**Objective**
Copy the items below, substituting "storm cloud" for each occurrence of "cumulus cloud" and leaving every other character unchanged.

··· Dataset records

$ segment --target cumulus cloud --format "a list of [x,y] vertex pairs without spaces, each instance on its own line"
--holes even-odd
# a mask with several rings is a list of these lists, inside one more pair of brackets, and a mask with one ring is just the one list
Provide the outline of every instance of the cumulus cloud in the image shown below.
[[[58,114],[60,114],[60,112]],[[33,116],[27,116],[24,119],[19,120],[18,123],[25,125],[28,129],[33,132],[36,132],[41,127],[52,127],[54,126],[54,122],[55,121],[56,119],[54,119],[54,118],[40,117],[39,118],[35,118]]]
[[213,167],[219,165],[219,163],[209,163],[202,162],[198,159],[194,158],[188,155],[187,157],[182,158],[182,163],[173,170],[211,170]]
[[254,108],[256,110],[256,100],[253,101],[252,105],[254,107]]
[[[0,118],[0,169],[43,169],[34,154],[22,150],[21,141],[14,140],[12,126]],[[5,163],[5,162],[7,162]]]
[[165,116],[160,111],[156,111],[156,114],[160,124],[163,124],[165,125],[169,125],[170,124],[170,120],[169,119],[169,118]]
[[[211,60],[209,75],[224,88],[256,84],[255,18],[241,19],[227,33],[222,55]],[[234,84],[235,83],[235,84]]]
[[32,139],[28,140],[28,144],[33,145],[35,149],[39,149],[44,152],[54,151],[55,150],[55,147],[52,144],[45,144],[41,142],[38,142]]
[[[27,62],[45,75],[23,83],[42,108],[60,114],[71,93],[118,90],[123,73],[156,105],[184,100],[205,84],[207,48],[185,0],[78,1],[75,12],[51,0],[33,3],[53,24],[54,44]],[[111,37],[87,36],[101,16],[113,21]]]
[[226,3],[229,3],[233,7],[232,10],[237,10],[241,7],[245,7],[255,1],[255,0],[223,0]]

······

**Answer to the task**
$ segment --target storm cloud --format "a list of [x,y] vertex pairs without spaces, each instance on its own line"
--holes even-odd
# a mask with several rings is a list of these lists, inside one more pair of brackets, and a mask with one ring is just the one list
Provide the outline of every instance of the storm cloud in the image shown below.
[[[58,114],[60,114],[60,112]],[[33,116],[27,116],[24,119],[19,120],[18,123],[25,125],[28,129],[33,132],[36,132],[41,127],[52,127],[54,126],[54,122],[55,121],[56,119],[54,119],[54,118],[40,117],[39,118],[35,118]]]
[[213,167],[219,165],[219,163],[209,163],[202,162],[198,159],[194,158],[188,155],[187,157],[182,158],[182,163],[173,170],[211,170]]
[[254,108],[256,110],[256,100],[253,101],[252,105],[254,107]]
[[[0,118],[0,169],[43,169],[34,154],[22,150],[21,141],[14,140],[12,126]],[[5,163],[5,162],[7,162]]]
[[165,116],[160,111],[156,111],[156,114],[160,124],[163,124],[165,125],[169,125],[170,124],[170,120],[169,119],[169,118]]
[[[211,60],[209,75],[224,88],[256,84],[255,18],[241,19],[227,33],[222,55]],[[234,84],[235,83],[235,84]]]
[[32,139],[28,140],[28,144],[33,145],[35,149],[39,149],[44,152],[54,151],[55,150],[55,147],[52,144],[45,144],[41,142],[38,142]]
[[[27,62],[45,75],[23,83],[42,108],[60,114],[71,93],[118,90],[123,73],[156,105],[184,100],[205,84],[207,48],[185,0],[78,1],[75,12],[51,0],[33,3],[53,24],[54,44]],[[111,37],[87,36],[101,16],[113,21]]]
[[226,3],[229,3],[233,7],[232,10],[237,10],[241,7],[245,7],[255,1],[255,0],[223,0]]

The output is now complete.